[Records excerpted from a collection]
--- begin ---
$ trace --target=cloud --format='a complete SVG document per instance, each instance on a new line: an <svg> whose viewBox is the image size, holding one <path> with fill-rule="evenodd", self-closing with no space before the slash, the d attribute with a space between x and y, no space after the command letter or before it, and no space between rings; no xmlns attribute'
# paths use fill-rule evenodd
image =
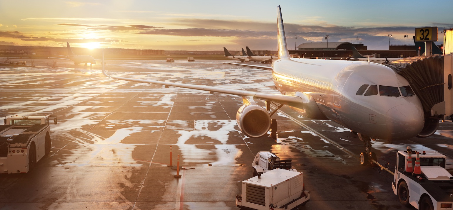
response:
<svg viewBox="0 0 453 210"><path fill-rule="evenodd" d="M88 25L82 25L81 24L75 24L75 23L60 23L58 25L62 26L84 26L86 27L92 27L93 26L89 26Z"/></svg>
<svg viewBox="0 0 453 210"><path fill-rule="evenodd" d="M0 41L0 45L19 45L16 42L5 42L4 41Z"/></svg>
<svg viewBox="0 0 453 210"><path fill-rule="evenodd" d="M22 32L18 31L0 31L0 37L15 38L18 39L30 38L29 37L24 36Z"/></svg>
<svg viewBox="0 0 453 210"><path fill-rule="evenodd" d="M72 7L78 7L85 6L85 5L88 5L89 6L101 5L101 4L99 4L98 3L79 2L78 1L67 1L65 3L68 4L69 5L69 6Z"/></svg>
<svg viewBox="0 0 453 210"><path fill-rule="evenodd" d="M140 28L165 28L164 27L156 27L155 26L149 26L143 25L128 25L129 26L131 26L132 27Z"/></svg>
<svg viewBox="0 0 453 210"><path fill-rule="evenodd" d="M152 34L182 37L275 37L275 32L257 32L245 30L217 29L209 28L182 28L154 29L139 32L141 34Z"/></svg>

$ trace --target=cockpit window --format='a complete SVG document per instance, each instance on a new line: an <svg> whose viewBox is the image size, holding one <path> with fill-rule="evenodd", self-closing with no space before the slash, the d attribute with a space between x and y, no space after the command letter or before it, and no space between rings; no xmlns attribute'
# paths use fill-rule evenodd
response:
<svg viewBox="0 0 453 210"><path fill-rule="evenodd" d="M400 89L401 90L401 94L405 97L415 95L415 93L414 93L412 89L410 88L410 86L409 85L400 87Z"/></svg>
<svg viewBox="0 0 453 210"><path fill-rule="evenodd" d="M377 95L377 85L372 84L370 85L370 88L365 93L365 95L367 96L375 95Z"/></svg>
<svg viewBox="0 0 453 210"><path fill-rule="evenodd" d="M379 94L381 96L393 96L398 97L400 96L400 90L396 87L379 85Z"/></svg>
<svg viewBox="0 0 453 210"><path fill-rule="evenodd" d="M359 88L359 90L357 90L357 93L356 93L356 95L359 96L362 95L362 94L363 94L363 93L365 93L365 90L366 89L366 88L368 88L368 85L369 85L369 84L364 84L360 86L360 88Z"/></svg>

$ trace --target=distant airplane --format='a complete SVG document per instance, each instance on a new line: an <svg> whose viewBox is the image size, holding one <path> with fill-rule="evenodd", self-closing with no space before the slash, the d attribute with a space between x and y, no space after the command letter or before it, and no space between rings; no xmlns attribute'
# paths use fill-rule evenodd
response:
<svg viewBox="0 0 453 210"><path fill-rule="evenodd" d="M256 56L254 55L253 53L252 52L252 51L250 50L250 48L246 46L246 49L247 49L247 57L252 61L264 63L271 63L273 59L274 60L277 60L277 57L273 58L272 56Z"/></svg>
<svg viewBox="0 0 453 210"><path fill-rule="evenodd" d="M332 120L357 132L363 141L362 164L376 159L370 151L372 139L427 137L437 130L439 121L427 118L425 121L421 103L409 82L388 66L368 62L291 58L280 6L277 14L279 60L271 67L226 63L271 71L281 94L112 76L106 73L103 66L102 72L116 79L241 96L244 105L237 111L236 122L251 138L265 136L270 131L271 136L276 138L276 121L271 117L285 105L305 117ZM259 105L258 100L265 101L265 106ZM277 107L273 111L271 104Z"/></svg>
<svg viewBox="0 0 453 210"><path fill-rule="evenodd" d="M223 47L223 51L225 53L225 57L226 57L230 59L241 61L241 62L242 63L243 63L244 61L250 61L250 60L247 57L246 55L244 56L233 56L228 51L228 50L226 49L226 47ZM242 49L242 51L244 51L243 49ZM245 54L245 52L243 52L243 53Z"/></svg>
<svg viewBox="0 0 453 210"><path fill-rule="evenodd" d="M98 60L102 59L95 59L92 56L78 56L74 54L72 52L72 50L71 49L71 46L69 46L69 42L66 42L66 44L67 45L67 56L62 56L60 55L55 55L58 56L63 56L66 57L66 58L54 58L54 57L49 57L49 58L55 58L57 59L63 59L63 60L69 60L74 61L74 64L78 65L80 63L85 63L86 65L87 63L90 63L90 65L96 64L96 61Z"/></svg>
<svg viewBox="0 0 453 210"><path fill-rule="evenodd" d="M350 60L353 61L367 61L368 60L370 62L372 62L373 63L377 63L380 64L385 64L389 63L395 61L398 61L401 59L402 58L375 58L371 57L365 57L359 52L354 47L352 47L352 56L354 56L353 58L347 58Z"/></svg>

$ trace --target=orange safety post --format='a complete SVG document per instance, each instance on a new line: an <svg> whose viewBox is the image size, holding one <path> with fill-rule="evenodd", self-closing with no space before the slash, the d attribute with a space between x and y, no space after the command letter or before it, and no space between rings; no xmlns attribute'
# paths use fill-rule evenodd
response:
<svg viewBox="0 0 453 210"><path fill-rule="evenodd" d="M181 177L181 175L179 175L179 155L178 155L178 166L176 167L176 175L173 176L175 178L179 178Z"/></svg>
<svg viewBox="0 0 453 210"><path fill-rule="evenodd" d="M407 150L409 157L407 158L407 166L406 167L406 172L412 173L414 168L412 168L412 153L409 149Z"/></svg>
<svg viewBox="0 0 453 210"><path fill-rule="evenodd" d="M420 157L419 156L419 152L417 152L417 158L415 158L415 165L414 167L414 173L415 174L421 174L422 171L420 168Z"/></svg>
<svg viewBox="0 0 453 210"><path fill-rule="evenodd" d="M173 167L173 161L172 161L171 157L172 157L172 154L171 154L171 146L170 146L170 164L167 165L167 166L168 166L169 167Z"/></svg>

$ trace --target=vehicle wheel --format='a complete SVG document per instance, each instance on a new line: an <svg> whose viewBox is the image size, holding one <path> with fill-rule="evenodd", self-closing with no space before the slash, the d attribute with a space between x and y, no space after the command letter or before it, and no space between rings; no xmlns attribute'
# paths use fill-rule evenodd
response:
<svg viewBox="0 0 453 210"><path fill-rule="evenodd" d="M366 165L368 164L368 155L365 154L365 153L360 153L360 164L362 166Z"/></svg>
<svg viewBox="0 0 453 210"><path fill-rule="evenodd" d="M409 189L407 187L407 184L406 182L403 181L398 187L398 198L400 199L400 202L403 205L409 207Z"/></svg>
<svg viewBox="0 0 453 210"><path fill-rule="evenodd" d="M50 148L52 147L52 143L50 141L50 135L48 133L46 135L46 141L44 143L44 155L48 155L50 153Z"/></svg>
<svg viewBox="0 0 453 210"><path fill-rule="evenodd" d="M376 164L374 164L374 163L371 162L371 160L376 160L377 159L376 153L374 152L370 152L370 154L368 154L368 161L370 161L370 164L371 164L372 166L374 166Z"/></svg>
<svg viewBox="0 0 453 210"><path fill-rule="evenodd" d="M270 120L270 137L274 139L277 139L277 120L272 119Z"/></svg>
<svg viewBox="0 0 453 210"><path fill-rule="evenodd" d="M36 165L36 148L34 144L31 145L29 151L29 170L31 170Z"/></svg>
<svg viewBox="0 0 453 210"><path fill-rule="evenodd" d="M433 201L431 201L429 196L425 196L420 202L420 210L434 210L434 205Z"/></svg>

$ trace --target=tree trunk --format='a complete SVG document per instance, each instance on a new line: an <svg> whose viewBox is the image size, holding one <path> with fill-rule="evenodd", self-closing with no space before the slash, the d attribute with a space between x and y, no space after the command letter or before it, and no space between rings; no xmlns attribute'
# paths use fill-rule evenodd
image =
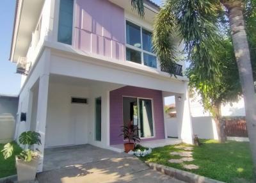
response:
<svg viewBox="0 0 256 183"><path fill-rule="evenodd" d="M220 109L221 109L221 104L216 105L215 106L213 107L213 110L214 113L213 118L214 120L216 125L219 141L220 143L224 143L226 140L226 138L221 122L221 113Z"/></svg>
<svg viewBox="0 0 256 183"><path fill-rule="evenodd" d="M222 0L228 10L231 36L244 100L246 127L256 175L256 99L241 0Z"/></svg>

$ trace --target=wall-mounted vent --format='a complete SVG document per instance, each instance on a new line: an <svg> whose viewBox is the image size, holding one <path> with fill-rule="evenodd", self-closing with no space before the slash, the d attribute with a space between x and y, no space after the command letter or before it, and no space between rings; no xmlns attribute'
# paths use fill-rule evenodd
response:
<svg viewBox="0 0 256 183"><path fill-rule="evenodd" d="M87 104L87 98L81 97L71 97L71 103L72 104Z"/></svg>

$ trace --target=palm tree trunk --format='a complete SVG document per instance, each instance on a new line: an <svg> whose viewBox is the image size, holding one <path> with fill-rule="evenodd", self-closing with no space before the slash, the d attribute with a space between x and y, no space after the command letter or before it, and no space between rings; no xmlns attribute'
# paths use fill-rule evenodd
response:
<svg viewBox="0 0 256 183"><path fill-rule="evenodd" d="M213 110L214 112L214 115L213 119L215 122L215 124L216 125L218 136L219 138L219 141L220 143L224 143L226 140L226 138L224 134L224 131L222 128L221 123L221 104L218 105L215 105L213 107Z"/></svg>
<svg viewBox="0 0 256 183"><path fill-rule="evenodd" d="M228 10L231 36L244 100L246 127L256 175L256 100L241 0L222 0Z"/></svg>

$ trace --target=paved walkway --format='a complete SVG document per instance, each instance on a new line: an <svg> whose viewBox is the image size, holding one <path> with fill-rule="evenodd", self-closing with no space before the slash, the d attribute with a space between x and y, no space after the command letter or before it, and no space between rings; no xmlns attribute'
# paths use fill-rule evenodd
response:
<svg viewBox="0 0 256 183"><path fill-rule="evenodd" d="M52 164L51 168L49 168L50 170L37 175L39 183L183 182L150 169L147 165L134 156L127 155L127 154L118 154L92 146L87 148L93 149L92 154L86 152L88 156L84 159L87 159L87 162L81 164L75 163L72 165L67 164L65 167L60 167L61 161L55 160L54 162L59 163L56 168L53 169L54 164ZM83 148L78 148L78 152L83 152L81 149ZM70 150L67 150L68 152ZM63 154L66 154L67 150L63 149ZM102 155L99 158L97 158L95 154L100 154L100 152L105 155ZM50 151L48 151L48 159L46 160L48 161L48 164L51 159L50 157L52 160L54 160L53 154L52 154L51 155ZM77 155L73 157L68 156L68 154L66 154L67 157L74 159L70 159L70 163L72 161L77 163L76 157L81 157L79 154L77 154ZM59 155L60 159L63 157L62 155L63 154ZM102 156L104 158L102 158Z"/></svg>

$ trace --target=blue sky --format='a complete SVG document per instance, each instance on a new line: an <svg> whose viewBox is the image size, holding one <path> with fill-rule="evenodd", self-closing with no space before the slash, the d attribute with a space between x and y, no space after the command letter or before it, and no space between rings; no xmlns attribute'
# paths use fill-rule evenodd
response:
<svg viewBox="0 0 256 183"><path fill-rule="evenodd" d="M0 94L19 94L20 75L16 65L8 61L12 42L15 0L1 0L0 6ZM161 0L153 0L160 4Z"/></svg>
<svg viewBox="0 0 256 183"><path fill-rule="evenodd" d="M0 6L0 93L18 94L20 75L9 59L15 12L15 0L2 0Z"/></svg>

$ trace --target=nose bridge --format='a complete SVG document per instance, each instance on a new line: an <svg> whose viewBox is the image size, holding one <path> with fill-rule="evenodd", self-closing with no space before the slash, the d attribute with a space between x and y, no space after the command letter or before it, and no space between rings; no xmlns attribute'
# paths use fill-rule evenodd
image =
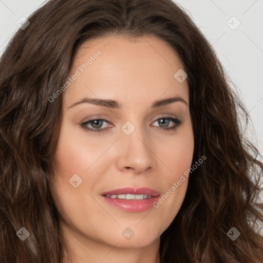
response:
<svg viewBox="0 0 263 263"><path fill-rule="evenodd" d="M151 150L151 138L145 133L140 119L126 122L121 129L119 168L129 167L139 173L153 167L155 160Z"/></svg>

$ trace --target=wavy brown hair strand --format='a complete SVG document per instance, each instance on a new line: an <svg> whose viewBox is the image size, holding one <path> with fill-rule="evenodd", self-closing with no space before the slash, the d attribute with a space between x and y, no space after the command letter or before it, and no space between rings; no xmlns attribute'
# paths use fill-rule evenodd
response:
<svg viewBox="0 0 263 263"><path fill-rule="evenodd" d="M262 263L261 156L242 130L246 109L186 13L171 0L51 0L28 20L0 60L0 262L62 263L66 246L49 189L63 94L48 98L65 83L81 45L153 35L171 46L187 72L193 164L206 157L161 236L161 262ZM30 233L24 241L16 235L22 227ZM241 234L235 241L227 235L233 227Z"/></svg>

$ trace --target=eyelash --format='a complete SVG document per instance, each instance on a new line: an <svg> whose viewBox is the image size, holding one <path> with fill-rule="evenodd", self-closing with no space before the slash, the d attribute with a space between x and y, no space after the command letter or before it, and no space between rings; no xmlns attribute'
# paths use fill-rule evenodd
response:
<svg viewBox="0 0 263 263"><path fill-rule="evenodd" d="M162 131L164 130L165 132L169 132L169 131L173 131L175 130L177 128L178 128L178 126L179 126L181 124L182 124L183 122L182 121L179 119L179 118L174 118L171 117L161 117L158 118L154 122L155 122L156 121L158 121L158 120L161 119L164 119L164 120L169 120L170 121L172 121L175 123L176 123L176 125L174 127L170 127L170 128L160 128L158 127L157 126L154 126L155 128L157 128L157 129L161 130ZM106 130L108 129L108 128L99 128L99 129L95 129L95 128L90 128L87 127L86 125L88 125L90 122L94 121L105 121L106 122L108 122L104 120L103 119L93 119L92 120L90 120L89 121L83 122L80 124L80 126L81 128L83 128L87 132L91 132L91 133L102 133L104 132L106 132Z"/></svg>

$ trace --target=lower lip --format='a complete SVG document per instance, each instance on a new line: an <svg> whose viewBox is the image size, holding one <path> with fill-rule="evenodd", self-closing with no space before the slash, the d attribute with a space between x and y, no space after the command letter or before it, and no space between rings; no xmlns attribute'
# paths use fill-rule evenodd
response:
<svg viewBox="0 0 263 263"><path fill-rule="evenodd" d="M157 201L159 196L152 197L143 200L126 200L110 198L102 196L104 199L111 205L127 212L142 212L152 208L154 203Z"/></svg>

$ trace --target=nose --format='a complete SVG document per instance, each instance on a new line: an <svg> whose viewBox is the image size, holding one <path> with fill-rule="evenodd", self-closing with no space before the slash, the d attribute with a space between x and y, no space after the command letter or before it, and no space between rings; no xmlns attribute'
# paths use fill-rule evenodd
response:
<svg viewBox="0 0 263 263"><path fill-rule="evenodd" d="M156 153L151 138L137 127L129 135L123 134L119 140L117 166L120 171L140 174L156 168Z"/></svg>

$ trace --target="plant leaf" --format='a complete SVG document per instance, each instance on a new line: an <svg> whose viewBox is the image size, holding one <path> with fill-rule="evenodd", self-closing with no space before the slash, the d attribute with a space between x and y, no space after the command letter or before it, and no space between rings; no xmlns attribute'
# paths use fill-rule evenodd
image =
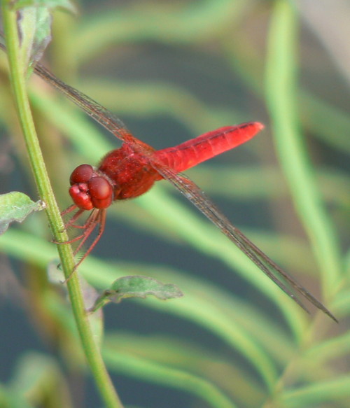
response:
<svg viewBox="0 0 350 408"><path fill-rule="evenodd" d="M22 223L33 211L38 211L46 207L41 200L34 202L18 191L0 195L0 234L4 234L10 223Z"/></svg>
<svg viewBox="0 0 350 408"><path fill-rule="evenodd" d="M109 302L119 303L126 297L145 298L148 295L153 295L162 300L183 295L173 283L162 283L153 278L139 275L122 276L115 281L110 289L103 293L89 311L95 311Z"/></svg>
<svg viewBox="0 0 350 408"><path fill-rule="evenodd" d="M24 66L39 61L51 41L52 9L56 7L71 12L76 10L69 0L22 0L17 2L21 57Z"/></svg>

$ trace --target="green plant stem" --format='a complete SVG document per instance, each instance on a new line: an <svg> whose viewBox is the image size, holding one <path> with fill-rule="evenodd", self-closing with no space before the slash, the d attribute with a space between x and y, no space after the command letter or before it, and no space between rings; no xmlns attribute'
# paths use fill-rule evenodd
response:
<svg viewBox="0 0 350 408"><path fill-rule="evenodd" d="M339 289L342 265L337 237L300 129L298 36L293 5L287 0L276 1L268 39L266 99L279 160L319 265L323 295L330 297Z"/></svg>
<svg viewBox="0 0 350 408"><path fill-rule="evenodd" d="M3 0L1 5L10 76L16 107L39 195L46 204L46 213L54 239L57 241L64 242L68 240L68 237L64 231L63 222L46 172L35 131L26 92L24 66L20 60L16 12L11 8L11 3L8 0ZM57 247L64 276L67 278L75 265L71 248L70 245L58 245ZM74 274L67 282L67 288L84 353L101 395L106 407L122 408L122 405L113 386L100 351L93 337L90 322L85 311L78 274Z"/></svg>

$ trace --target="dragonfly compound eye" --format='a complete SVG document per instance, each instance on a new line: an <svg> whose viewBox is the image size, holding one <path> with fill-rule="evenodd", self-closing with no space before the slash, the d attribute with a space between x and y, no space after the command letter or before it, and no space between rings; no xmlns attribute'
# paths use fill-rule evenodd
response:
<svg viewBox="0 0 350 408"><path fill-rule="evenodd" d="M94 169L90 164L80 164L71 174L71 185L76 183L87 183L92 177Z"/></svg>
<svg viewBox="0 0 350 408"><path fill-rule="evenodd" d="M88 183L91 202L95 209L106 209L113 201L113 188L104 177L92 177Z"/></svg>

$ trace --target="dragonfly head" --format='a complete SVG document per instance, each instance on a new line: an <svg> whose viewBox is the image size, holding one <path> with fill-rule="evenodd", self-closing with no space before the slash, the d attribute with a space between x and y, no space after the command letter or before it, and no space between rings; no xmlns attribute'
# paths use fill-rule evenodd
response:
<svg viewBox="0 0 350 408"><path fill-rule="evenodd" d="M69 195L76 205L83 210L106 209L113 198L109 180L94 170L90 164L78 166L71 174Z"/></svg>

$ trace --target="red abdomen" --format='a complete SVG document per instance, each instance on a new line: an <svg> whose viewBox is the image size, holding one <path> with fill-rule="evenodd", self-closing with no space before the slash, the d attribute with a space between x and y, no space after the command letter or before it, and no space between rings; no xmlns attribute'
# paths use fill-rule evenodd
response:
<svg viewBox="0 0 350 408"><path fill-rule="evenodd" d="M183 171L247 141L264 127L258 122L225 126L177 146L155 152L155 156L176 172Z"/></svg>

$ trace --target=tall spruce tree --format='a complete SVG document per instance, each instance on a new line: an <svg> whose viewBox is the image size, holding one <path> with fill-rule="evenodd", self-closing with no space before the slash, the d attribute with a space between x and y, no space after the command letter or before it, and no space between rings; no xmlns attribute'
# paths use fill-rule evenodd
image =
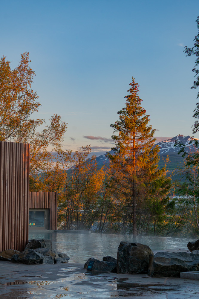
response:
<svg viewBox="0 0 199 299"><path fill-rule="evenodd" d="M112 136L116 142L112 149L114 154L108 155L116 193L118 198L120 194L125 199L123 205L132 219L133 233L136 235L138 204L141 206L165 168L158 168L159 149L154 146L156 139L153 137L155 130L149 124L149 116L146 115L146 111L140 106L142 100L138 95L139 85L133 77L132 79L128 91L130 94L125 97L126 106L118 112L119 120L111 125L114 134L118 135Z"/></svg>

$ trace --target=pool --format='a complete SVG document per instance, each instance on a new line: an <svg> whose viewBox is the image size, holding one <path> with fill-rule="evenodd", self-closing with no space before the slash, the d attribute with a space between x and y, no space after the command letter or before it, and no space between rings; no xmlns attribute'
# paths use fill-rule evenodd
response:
--- end ---
» Instructions for the task:
Reproduce the data verbatim from its first line down through the line containing "7L78 7L85 6L85", with both ends included. Leave the pictures out.

» Solution to this task:
$ trace --target=cloud --format='a complete SVG document per instance, each instance on a new line: an <svg> whose viewBox is the image size, holding one <path> with fill-rule="evenodd", self-closing with no space before the slash, the d attribute with a space between x and y, no space after the command letter or before it, and no space between rings; no xmlns attribute'
# paths use fill-rule evenodd
image =
response:
<svg viewBox="0 0 453 210"><path fill-rule="evenodd" d="M88 25L82 25L81 24L75 24L75 23L60 23L58 25L62 26L84 26L86 27L92 27L93 26L89 26Z"/></svg>
<svg viewBox="0 0 453 210"><path fill-rule="evenodd" d="M0 41L0 45L19 45L16 42L5 42L4 41Z"/></svg>
<svg viewBox="0 0 453 210"><path fill-rule="evenodd" d="M22 32L18 31L0 31L0 37L15 38L18 39L30 38L29 37L24 36Z"/></svg>
<svg viewBox="0 0 453 210"><path fill-rule="evenodd" d="M72 7L78 7L85 6L85 5L88 5L89 6L101 5L101 4L99 4L98 3L79 2L78 1L67 1L65 3L68 4L69 5L69 6Z"/></svg>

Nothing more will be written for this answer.